Катынский синдром в советско-польских и российско-польских отношениях | страница 56



Гитлеру пришлось вступить в переговоры с англичанами, пытаясь убедить их в обоснованности претензий к Польше и склонить отказаться от данных Польше гарантий. Э. Даладье попытался поддержать англичан, направив Гитлеру письмо с предложением мирно урегулировать спор, но получил отказ с жестким перечнем «провинностей» Польши. Ж. Бонне и Н. Чемберлен были готовы искать любое мирное решение, вплоть до нового Мюнхена за счет польских территорий. Однако Ноэль развеял их надежды: поляки на уступки не пойдут.

Англо-германские переговоры шли несколько дней, которые были использованы немцами для концентрации армии и обеспечения нейтралитета Венгрии и Румынии, союз которой с Польшей был ограничен случаем нападения со стороны СССР.

» ЗАФИКСИРОВАННЫЕ СВЕДЕНИЯ

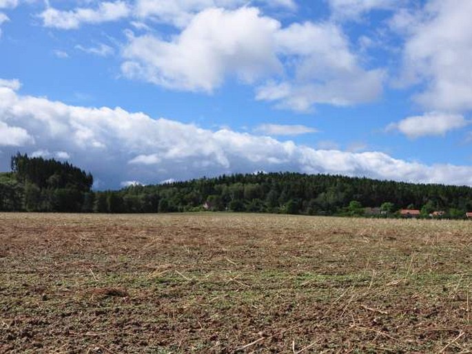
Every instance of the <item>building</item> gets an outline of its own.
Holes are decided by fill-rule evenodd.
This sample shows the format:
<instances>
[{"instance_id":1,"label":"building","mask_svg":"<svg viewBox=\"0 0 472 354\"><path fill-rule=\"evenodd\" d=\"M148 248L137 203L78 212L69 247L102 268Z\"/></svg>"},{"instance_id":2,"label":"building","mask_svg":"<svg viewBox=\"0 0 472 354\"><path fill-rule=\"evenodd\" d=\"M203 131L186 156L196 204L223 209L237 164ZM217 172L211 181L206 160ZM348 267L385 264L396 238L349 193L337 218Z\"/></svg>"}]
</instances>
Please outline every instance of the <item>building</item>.
<instances>
[{"instance_id":1,"label":"building","mask_svg":"<svg viewBox=\"0 0 472 354\"><path fill-rule=\"evenodd\" d=\"M421 211L419 210L402 209L400 211L400 215L402 218L418 218L421 215Z\"/></svg>"}]
</instances>

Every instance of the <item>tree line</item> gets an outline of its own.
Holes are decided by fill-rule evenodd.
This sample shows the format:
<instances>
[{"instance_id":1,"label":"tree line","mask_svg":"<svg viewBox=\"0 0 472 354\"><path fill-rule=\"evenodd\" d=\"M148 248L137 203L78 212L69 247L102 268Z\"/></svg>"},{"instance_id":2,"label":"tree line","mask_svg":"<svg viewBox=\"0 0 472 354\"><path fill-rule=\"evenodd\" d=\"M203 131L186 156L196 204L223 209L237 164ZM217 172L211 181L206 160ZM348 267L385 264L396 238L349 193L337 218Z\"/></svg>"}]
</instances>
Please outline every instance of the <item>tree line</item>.
<instances>
[{"instance_id":1,"label":"tree line","mask_svg":"<svg viewBox=\"0 0 472 354\"><path fill-rule=\"evenodd\" d=\"M12 157L0 174L0 210L96 213L229 211L325 216L398 216L418 209L460 218L472 188L292 172L223 175L165 185L93 191L90 174L54 159ZM367 208L367 209L366 209ZM378 213L371 214L369 209Z\"/></svg>"}]
</instances>

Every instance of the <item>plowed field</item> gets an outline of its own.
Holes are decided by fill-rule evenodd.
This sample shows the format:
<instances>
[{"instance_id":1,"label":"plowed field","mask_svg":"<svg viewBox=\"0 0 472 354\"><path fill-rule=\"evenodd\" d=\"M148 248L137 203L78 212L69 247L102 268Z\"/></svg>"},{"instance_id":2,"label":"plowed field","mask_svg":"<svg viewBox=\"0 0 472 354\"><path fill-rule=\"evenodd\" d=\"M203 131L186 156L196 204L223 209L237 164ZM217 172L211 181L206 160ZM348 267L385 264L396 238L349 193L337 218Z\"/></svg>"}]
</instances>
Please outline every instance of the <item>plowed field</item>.
<instances>
[{"instance_id":1,"label":"plowed field","mask_svg":"<svg viewBox=\"0 0 472 354\"><path fill-rule=\"evenodd\" d=\"M0 353L472 353L472 222L0 214Z\"/></svg>"}]
</instances>

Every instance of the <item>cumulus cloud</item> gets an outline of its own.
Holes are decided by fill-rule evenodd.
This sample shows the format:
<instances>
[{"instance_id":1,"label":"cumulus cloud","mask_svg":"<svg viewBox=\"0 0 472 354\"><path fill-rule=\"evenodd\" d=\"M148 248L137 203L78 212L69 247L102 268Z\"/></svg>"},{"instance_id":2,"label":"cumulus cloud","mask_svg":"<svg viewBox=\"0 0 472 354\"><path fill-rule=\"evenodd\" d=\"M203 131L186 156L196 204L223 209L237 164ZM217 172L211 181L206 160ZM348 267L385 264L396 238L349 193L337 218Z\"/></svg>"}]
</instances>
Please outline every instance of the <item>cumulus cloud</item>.
<instances>
[{"instance_id":1,"label":"cumulus cloud","mask_svg":"<svg viewBox=\"0 0 472 354\"><path fill-rule=\"evenodd\" d=\"M17 91L21 87L21 83L17 79L0 79L0 88L8 87L14 91Z\"/></svg>"},{"instance_id":2,"label":"cumulus cloud","mask_svg":"<svg viewBox=\"0 0 472 354\"><path fill-rule=\"evenodd\" d=\"M254 132L267 135L296 136L316 133L318 129L300 125L261 124L256 127Z\"/></svg>"},{"instance_id":3,"label":"cumulus cloud","mask_svg":"<svg viewBox=\"0 0 472 354\"><path fill-rule=\"evenodd\" d=\"M204 10L170 41L131 35L123 56L130 79L212 92L235 76L257 85L256 99L298 111L370 102L381 94L384 77L383 70L362 67L338 25L282 28L255 8Z\"/></svg>"},{"instance_id":4,"label":"cumulus cloud","mask_svg":"<svg viewBox=\"0 0 472 354\"><path fill-rule=\"evenodd\" d=\"M349 41L333 23L294 23L279 31L276 41L280 52L296 63L295 74L291 80L260 86L258 100L307 111L316 103L345 106L370 102L382 92L384 72L362 69Z\"/></svg>"},{"instance_id":5,"label":"cumulus cloud","mask_svg":"<svg viewBox=\"0 0 472 354\"><path fill-rule=\"evenodd\" d=\"M77 8L63 11L48 8L39 16L45 27L62 30L74 30L83 23L102 23L127 17L131 12L128 4L122 1L103 1L95 9Z\"/></svg>"},{"instance_id":6,"label":"cumulus cloud","mask_svg":"<svg viewBox=\"0 0 472 354\"><path fill-rule=\"evenodd\" d=\"M63 158L61 152L67 152L72 163L92 171L104 187L260 170L472 185L471 167L429 166L376 152L317 150L268 136L153 119L119 107L68 105L6 87L0 88L0 132L3 144L17 136L2 147L2 169L18 150L56 152L51 154Z\"/></svg>"},{"instance_id":7,"label":"cumulus cloud","mask_svg":"<svg viewBox=\"0 0 472 354\"><path fill-rule=\"evenodd\" d=\"M114 50L112 47L104 43L100 43L96 47L84 47L79 44L76 45L75 48L85 53L99 56L108 56L114 53Z\"/></svg>"},{"instance_id":8,"label":"cumulus cloud","mask_svg":"<svg viewBox=\"0 0 472 354\"><path fill-rule=\"evenodd\" d=\"M10 127L0 121L0 146L25 146L33 141L33 138L25 129Z\"/></svg>"},{"instance_id":9,"label":"cumulus cloud","mask_svg":"<svg viewBox=\"0 0 472 354\"><path fill-rule=\"evenodd\" d=\"M296 9L294 0L259 0L255 2L267 3L271 7L281 7L292 10ZM158 22L184 28L196 14L208 8L233 10L247 3L247 0L137 0L134 12L138 18L150 18Z\"/></svg>"},{"instance_id":10,"label":"cumulus cloud","mask_svg":"<svg viewBox=\"0 0 472 354\"><path fill-rule=\"evenodd\" d=\"M255 8L206 10L172 41L151 34L132 37L123 52L127 61L123 72L189 91L212 92L231 75L251 83L280 68L273 37L279 27Z\"/></svg>"},{"instance_id":11,"label":"cumulus cloud","mask_svg":"<svg viewBox=\"0 0 472 354\"><path fill-rule=\"evenodd\" d=\"M427 113L423 116L406 118L396 123L390 124L387 130L398 130L409 138L444 135L448 132L458 129L470 124L460 114L447 114L438 112Z\"/></svg>"},{"instance_id":12,"label":"cumulus cloud","mask_svg":"<svg viewBox=\"0 0 472 354\"><path fill-rule=\"evenodd\" d=\"M421 85L415 99L428 110L472 109L471 13L472 1L432 0L392 21L407 36L401 83Z\"/></svg>"},{"instance_id":13,"label":"cumulus cloud","mask_svg":"<svg viewBox=\"0 0 472 354\"><path fill-rule=\"evenodd\" d=\"M14 8L18 6L18 0L0 0L0 8Z\"/></svg>"}]
</instances>

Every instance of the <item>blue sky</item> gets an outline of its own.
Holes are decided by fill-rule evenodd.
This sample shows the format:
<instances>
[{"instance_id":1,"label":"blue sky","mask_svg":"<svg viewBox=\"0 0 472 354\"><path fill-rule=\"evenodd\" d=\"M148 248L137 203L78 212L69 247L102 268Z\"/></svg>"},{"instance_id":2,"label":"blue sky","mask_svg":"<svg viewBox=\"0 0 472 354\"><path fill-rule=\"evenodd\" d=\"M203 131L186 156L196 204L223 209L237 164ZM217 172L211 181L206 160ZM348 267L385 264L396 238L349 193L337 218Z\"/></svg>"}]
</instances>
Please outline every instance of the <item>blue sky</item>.
<instances>
[{"instance_id":1,"label":"blue sky","mask_svg":"<svg viewBox=\"0 0 472 354\"><path fill-rule=\"evenodd\" d=\"M0 0L0 170L472 185L472 2Z\"/></svg>"}]
</instances>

» ЦЕЛИ ЗАДАНИЯ
1 – Измените в отрывке фрагмент от слов «Гитлеру пришлось вступить» и вплоть до слов «со стороны СССР.». Замените в нем «жестким» на «суровым» и приведите весь фрагмент.
2 – Изложите абзац отрывка, начинающийся словами «Гитлеру пришлось вступить в переговоры», в виде краткого списка с сохранением основных фактов.
3 – Нейтралитет каких стран обеспечивали немцы, согласно отрывку, во время англо-германских переговоров?

» ОТВЕТЫ К УПРАЖНЕНИЮ
1 –
Гитлеру пришлось вступить в переговоры с англичанами, пытаясь убедить их в обоснованности претензий к Польше и склонить отказаться от данных Польше гарантий. Э. Даладье попытался поддержать англичан, направив Гитлеру письмо с предложением мирно урегулировать спор, но получил отказ с суровым перечнем «провинностей» Польши. Ж. Бонне и Н. Чемберлен были готовы искать любое мирное решение, вплоть до нового Мюнхена за счет польских территорий. Однако Ноэль развеял их надежды: поляки на уступки не пойдут.

Англо-германские переговоры шли несколько дней, которые были использованы немцами для концентрации армии и обеспечения нейтралитета Венгрии и Румынии, союз которой с Польшей был ограничен случаем нападения со стороны СССР.

2 –
- Гитлер вступил в переговоры с англичанами. Он пытался убедить их в обоснованности претензий к Польше и склонить к отказу от гарантий, данных Польше.
- Э. Даладье направил Гитлеру письмо с предложением мирно урегулировать спор. В ответ он получил отказ с жестким перечнем «провинностей» Польши.
- Ж. Бонне и Н. Чемберлен были готовы на любое мирное решение, вплоть до нового Мюнхена за счет польских территорий.
- Ноэль развеял их надежды, заявив, что поляки на уступки не пойдут.

3 – Венгрии и Румынии.